◆ Requirements: Reproduce each of the following lines word for word and character for character, in the same order.

◆ Supplied records:
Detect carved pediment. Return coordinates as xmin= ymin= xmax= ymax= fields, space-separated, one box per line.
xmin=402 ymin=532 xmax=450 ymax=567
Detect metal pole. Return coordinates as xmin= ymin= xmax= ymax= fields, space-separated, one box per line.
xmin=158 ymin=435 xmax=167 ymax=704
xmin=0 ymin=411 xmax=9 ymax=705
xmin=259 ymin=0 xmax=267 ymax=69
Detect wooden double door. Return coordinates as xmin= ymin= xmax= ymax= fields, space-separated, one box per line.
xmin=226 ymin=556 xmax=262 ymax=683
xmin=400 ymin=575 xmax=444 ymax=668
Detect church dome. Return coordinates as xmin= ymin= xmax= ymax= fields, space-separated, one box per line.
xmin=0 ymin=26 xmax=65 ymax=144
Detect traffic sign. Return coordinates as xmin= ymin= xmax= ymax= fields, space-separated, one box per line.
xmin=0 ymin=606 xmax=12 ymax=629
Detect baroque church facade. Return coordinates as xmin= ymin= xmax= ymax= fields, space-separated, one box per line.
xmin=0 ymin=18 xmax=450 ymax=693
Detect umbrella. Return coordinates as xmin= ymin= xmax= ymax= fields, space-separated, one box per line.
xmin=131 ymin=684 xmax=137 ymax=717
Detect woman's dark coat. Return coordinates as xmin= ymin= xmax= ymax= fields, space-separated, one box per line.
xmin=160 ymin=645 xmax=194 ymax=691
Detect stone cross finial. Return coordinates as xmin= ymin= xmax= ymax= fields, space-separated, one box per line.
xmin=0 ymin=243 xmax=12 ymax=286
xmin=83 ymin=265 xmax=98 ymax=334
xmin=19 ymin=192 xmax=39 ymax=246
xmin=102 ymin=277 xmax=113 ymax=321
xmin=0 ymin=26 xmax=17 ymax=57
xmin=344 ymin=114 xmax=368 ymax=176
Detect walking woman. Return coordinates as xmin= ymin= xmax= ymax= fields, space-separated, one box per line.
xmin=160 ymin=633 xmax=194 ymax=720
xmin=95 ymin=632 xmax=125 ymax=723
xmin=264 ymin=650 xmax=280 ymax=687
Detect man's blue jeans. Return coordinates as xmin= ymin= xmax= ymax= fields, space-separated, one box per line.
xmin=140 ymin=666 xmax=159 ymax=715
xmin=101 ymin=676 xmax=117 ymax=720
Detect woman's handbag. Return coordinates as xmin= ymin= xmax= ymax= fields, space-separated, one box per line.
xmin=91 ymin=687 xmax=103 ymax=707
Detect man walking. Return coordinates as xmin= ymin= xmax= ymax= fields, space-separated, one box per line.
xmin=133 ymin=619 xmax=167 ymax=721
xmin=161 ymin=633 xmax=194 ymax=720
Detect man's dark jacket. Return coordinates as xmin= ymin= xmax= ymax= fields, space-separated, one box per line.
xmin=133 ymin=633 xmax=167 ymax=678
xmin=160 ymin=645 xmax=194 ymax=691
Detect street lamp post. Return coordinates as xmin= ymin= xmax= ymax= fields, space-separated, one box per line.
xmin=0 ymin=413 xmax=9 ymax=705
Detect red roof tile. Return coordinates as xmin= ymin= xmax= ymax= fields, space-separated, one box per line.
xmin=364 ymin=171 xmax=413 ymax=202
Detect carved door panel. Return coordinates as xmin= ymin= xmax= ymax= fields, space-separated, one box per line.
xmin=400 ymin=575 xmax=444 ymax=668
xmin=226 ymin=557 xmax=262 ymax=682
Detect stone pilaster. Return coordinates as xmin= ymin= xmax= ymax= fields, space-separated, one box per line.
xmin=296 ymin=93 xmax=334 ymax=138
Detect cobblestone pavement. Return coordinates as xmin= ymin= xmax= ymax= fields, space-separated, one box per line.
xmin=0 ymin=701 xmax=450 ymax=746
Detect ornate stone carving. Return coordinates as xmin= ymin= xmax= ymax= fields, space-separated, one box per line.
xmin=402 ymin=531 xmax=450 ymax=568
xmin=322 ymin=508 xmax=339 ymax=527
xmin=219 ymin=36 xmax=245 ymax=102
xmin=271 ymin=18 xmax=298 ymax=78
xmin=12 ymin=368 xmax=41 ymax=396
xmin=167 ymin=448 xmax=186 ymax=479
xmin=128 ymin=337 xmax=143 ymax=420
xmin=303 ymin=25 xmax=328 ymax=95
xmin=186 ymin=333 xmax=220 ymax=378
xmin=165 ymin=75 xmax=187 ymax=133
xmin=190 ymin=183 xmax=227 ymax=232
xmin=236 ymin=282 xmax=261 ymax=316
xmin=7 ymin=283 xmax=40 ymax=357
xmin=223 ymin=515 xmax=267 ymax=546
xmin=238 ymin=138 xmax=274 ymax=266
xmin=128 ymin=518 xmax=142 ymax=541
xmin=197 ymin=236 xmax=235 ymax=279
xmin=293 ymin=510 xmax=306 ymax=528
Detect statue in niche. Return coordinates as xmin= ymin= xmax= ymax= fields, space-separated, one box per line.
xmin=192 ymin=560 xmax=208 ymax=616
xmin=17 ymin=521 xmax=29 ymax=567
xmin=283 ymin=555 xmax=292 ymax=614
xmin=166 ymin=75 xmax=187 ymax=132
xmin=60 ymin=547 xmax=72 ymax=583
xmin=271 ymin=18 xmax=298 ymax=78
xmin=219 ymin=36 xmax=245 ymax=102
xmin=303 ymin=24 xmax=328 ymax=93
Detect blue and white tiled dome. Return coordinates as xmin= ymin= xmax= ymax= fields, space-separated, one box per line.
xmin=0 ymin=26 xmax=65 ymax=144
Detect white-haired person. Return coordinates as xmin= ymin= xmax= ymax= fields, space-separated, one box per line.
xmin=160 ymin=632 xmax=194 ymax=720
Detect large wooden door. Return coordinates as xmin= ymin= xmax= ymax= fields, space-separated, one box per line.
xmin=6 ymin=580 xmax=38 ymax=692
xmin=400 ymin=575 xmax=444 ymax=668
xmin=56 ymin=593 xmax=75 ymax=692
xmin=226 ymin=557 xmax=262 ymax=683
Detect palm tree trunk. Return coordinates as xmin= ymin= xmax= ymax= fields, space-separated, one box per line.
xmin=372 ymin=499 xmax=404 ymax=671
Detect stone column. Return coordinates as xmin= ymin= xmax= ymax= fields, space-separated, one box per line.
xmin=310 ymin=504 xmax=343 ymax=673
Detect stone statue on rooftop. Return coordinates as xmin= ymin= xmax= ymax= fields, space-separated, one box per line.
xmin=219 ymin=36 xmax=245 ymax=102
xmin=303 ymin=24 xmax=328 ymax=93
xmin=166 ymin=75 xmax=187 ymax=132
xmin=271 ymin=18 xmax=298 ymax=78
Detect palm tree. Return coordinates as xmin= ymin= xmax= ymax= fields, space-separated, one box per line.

◆ Final answer:
Detect carved pediment. Return coordinates as xmin= ymin= xmax= ymax= fields, space-separated, one box per line.
xmin=402 ymin=532 xmax=450 ymax=567
Detect metal pole. Return coordinates as xmin= ymin= xmax= ymax= fields, space-separated, one box per line.
xmin=158 ymin=435 xmax=167 ymax=704
xmin=0 ymin=411 xmax=9 ymax=705
xmin=259 ymin=0 xmax=267 ymax=69
Detect wooden double door. Return coordinates as xmin= ymin= xmax= ymax= fields, space-separated, one box per line.
xmin=226 ymin=556 xmax=262 ymax=683
xmin=400 ymin=575 xmax=444 ymax=668
Detect church dome. Return coordinates as xmin= ymin= xmax= ymax= fields, space-separated, one box per line.
xmin=0 ymin=26 xmax=65 ymax=144
Detect traffic sign. Return coordinates as xmin= ymin= xmax= ymax= fields, space-separated, one box per line.
xmin=0 ymin=606 xmax=12 ymax=629
Detect baroque church facade. Return coordinates as xmin= ymin= xmax= ymax= fields, space-separated, one box per line.
xmin=0 ymin=18 xmax=450 ymax=693
Detect umbrella. Return coordinates as xmin= ymin= xmax= ymax= fields, space-separated, one box per line.
xmin=131 ymin=684 xmax=137 ymax=717
Detect woman's dark coat. Return coordinates as xmin= ymin= xmax= ymax= fields, space-separated, one box per line.
xmin=160 ymin=645 xmax=194 ymax=691
Detect stone cross finial. Return coordinates as xmin= ymin= xmax= ymax= fields, space-separated, one box per line.
xmin=0 ymin=243 xmax=12 ymax=286
xmin=83 ymin=265 xmax=98 ymax=334
xmin=19 ymin=192 xmax=39 ymax=246
xmin=102 ymin=277 xmax=113 ymax=321
xmin=0 ymin=26 xmax=17 ymax=57
xmin=344 ymin=114 xmax=368 ymax=176
Detect walking woman. Return coordinates as xmin= ymin= xmax= ymax= fields, space-separated, one box per line.
xmin=160 ymin=633 xmax=194 ymax=720
xmin=95 ymin=632 xmax=125 ymax=723
xmin=264 ymin=650 xmax=280 ymax=687
Detect man's blue jeans. Return coordinates as xmin= ymin= xmax= ymax= fields, space-separated, one box per line.
xmin=140 ymin=666 xmax=159 ymax=715
xmin=101 ymin=676 xmax=117 ymax=720
Detect woman's handbag. Return coordinates as xmin= ymin= xmax= ymax= fields, space-separated, one box per line.
xmin=91 ymin=687 xmax=103 ymax=707
Detect man walking. Return coordinates as xmin= ymin= xmax= ymax= fields, space-separated, one box per line.
xmin=133 ymin=619 xmax=167 ymax=721
xmin=161 ymin=633 xmax=194 ymax=720
Detect man's dark jacket. Return coordinates as xmin= ymin= xmax= ymax= fields, space-separated, one box per line.
xmin=133 ymin=633 xmax=167 ymax=678
xmin=160 ymin=645 xmax=194 ymax=691
Detect street lamp post. Return coordinates as xmin= ymin= xmax= ymax= fields, space-separated, one box per line.
xmin=0 ymin=413 xmax=9 ymax=705
Detect red roof tile. Return coordinates as xmin= ymin= xmax= ymax= fields, space-separated, one box per line.
xmin=364 ymin=171 xmax=413 ymax=202
Detect carved door panel. Return coordinates as xmin= ymin= xmax= ymax= fields, space-separated, one box per line.
xmin=400 ymin=575 xmax=444 ymax=668
xmin=226 ymin=557 xmax=262 ymax=682
Detect stone pilaster. Return coordinates as xmin= ymin= xmax= ymax= fields, space-separated, one box per line.
xmin=296 ymin=93 xmax=334 ymax=138
Detect cobblestone pavement. Return coordinates as xmin= ymin= xmax= ymax= fields, space-separated, one box per line.
xmin=0 ymin=701 xmax=450 ymax=746
Detect ornate stone carving. Return coordinates as xmin= ymin= xmax= ymax= fields, space-separated, one box per line.
xmin=402 ymin=531 xmax=450 ymax=568
xmin=322 ymin=508 xmax=339 ymax=527
xmin=219 ymin=36 xmax=245 ymax=102
xmin=271 ymin=18 xmax=298 ymax=78
xmin=12 ymin=368 xmax=41 ymax=396
xmin=167 ymin=448 xmax=186 ymax=479
xmin=128 ymin=337 xmax=143 ymax=420
xmin=303 ymin=25 xmax=328 ymax=95
xmin=186 ymin=333 xmax=220 ymax=378
xmin=165 ymin=75 xmax=187 ymax=133
xmin=190 ymin=183 xmax=227 ymax=232
xmin=236 ymin=282 xmax=261 ymax=316
xmin=7 ymin=283 xmax=40 ymax=357
xmin=223 ymin=515 xmax=267 ymax=546
xmin=238 ymin=138 xmax=274 ymax=266
xmin=128 ymin=518 xmax=142 ymax=541
xmin=197 ymin=236 xmax=235 ymax=279
xmin=293 ymin=510 xmax=306 ymax=528
Detect statue in niche. Return coordinates as xmin= ymin= xmax= ymax= fields, space-separated, one box per line.
xmin=192 ymin=560 xmax=208 ymax=616
xmin=17 ymin=521 xmax=29 ymax=567
xmin=283 ymin=555 xmax=292 ymax=614
xmin=166 ymin=75 xmax=187 ymax=132
xmin=60 ymin=547 xmax=72 ymax=583
xmin=271 ymin=18 xmax=298 ymax=78
xmin=219 ymin=36 xmax=245 ymax=102
xmin=303 ymin=24 xmax=328 ymax=93
Detect blue and white tiled dome. Return coordinates as xmin= ymin= xmax= ymax= fields, space-separated, one box per line.
xmin=0 ymin=26 xmax=65 ymax=144
Detect white-haired person. Return coordinates as xmin= ymin= xmax= ymax= fields, space-separated, one box per line.
xmin=160 ymin=632 xmax=194 ymax=720
Detect large wooden door. Return coordinates as xmin= ymin= xmax= ymax= fields, space-separated, one box per line.
xmin=6 ymin=580 xmax=38 ymax=692
xmin=400 ymin=575 xmax=444 ymax=668
xmin=56 ymin=593 xmax=75 ymax=692
xmin=226 ymin=557 xmax=262 ymax=683
Detect palm tree trunk. Return coordinates as xmin= ymin= xmax= ymax= fields, space-separated, one box per line.
xmin=372 ymin=499 xmax=404 ymax=671
Detect stone column. Return coordinates as xmin= ymin= xmax= ymax= fields, space-separated, one box per line.
xmin=310 ymin=504 xmax=343 ymax=673
Detect stone statue on rooftop. Return coordinates as xmin= ymin= xmax= ymax= fields, space-separated, one box per line.
xmin=219 ymin=36 xmax=245 ymax=102
xmin=303 ymin=24 xmax=328 ymax=93
xmin=166 ymin=75 xmax=187 ymax=132
xmin=271 ymin=18 xmax=298 ymax=78
Detect palm tree. Return coordinates as xmin= ymin= xmax= ymax= fields, space-separated, one box per line.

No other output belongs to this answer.